Task brief:
Quote all of the rows below word for word, but leave the pictures out of your answer.

___ Recorded information ___

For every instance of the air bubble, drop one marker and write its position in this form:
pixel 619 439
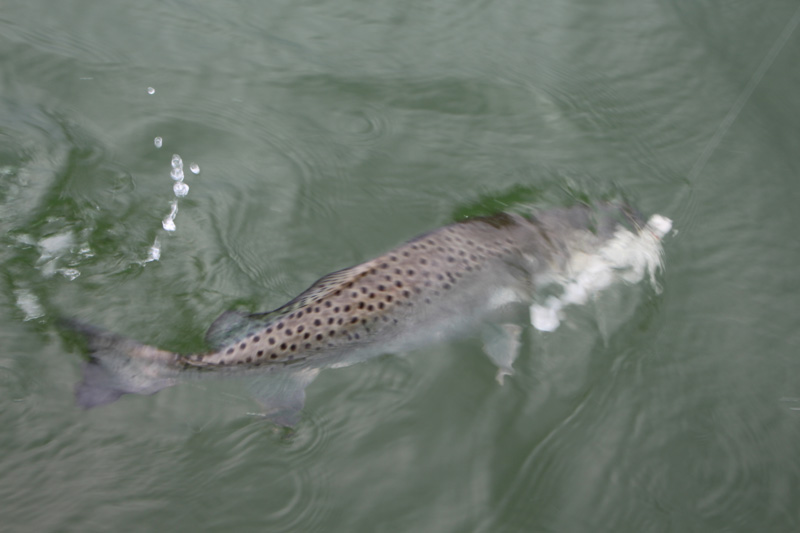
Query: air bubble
pixel 180 189
pixel 70 273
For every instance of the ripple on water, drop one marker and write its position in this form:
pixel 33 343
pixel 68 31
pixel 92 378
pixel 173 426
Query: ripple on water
pixel 288 491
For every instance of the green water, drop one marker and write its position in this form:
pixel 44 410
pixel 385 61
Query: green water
pixel 328 132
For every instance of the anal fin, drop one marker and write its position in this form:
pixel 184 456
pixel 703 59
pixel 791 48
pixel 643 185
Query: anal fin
pixel 501 343
pixel 282 396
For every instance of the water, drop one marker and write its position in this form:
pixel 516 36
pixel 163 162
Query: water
pixel 330 132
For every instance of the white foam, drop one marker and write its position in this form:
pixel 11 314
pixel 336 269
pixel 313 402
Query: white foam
pixel 29 304
pixel 627 256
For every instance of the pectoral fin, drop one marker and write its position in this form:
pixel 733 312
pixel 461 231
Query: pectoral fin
pixel 282 396
pixel 501 343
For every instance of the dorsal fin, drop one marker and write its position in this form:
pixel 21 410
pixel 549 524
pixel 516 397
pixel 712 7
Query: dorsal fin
pixel 236 324
pixel 227 325
pixel 322 288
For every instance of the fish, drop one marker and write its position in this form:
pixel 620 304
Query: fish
pixel 471 275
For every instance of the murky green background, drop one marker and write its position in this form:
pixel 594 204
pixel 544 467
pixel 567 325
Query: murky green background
pixel 327 132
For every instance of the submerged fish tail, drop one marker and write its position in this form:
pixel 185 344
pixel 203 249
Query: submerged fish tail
pixel 118 365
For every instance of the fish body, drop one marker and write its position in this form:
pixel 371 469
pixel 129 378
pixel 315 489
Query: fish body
pixel 432 287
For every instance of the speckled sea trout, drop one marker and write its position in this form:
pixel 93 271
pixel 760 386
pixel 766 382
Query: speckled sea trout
pixel 448 281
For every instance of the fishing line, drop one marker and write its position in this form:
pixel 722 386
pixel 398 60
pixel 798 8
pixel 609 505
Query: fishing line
pixel 741 100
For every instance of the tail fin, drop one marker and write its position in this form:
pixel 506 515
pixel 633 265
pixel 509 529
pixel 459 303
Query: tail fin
pixel 118 365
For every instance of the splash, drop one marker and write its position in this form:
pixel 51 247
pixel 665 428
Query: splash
pixel 628 256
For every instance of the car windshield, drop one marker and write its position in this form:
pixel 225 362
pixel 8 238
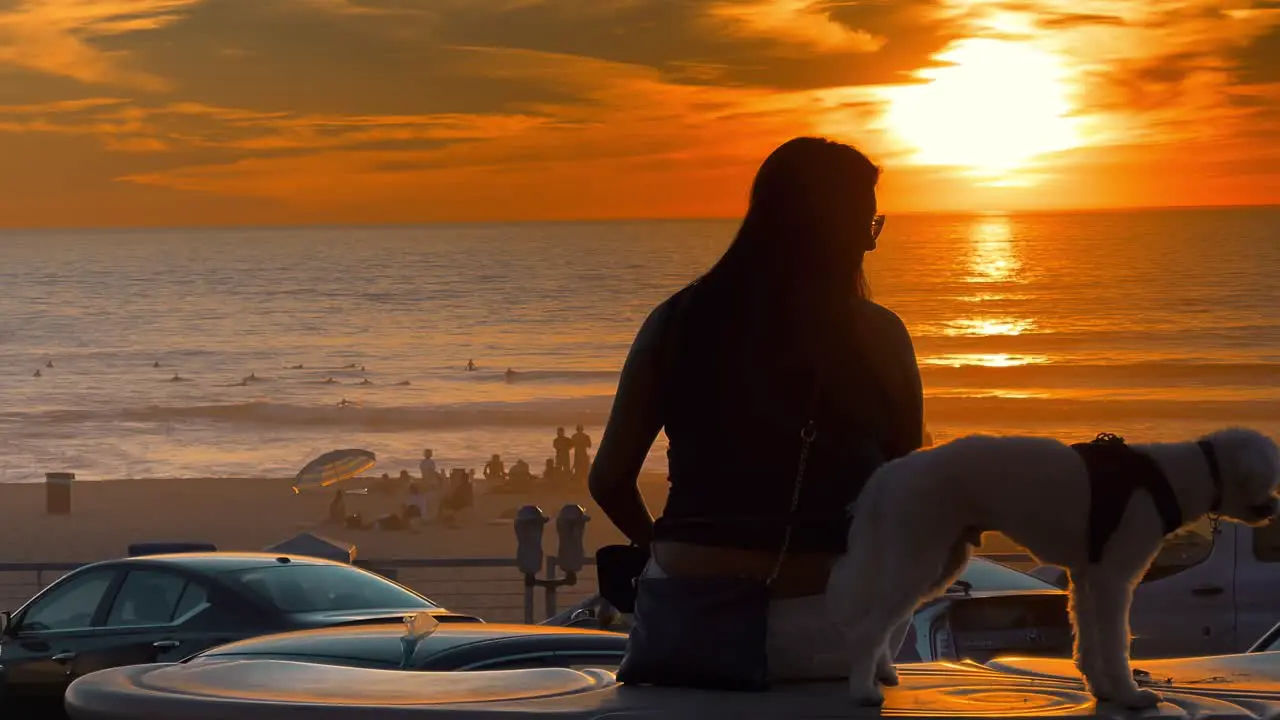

___

Task result:
For every instance of the air bubble, drop one marker and write its position in this form:
pixel 619 439
Query: air bubble
pixel 180 189
pixel 70 273
For every instance of the ripple on water, drop one marker and write its position in this form:
pixel 33 343
pixel 68 31
pixel 92 378
pixel 173 426
Query: ripple on water
pixel 288 491
For every instance of the green water, drop one marker and write its position in this form:
pixel 44 410
pixel 385 61
Query: green water
pixel 328 132
For every instance of the anal fin, drop one marker and write its position in this form:
pixel 184 456
pixel 703 59
pixel 791 48
pixel 643 185
Query: anal fin
pixel 501 343
pixel 282 396
For every instance of the water, drop one marker and write its position in this form:
pixel 516 36
pixel 163 162
Query: water
pixel 330 132
For every instance of the white foam, drop one marker and write its position in this form:
pixel 11 314
pixel 336 269
pixel 313 402
Query: white foam
pixel 29 304
pixel 627 256
For every instance of the pectoral fin, drop one marker and write its position in this form:
pixel 733 312
pixel 461 231
Query: pectoral fin
pixel 282 396
pixel 501 343
For every instance of the dorsal fin, drop one marker and write its position in this form:
pixel 21 410
pixel 549 524
pixel 516 397
pixel 712 7
Query: dorsal fin
pixel 236 324
pixel 227 325
pixel 322 288
For every instance of the fish, drop one marker and write its position in this form:
pixel 620 304
Query: fish
pixel 471 275
For every instance of the murky green background, drop one marker and write its position in this form:
pixel 594 204
pixel 544 467
pixel 567 325
Query: murky green background
pixel 327 132
For every instance of the submerged fish tail, drop one marker and write its position in this form:
pixel 185 344
pixel 203 249
Query: submerged fish tail
pixel 118 365
For every instance of the fish body, drop one marker and write its position in this form:
pixel 371 469
pixel 129 378
pixel 315 489
Query: fish body
pixel 432 287
For every instance of the speckled sea trout, drop one marker and write its position in this form:
pixel 93 271
pixel 760 386
pixel 766 382
Query: speckled sea trout
pixel 448 281
For every instance of the fishing line, drop one marker and write its position in this form:
pixel 722 386
pixel 398 60
pixel 798 8
pixel 609 505
Query: fishing line
pixel 741 100
For every instance of the tail fin, drop one marker and write its position in this form:
pixel 506 515
pixel 633 265
pixel 509 529
pixel 459 303
Query: tail fin
pixel 118 365
For every instance of the splash, drop one marker and write its position in this form:
pixel 51 247
pixel 665 428
Query: splash
pixel 628 256
For every instance of the car windshield, drop one marker and write its position in this form:
pixel 225 362
pixel 8 238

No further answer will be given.